**Task requirements**
Copy the result of filtering the entries below for lines that include the string "instance".

**Entries supplied**
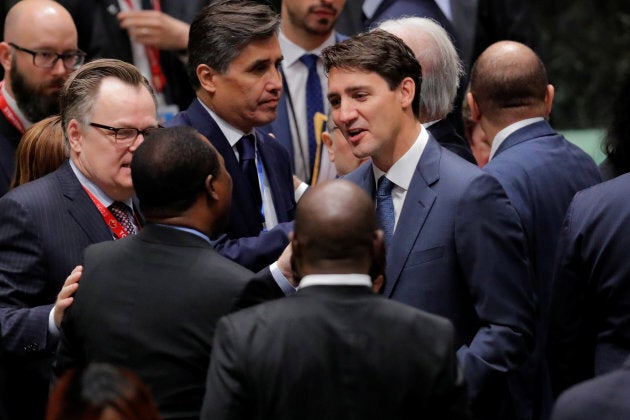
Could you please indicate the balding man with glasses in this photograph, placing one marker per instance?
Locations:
(107, 107)
(38, 54)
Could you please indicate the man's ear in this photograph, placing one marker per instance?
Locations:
(408, 90)
(5, 56)
(207, 77)
(327, 139)
(549, 94)
(212, 192)
(74, 133)
(475, 112)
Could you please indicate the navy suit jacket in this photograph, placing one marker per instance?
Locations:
(150, 302)
(458, 251)
(590, 301)
(244, 241)
(540, 172)
(601, 398)
(281, 126)
(44, 227)
(333, 346)
(445, 134)
(9, 139)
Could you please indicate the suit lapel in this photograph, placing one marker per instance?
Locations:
(416, 208)
(81, 207)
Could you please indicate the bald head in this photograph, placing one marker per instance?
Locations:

**The completed task**
Could you please indicate the balding man with glasses in this photograph, placing one marker per instance?
Could you please indicate the man's ear in this photograph, placing one marker per instance?
Could you please indicate the navy suit jacket in this photograph, placing one marker per instance?
Could you please indicate the suit lapel in this photograph, placing one marker per instance?
Could you please indicate the bald head in this photograph, placing one marker per instance?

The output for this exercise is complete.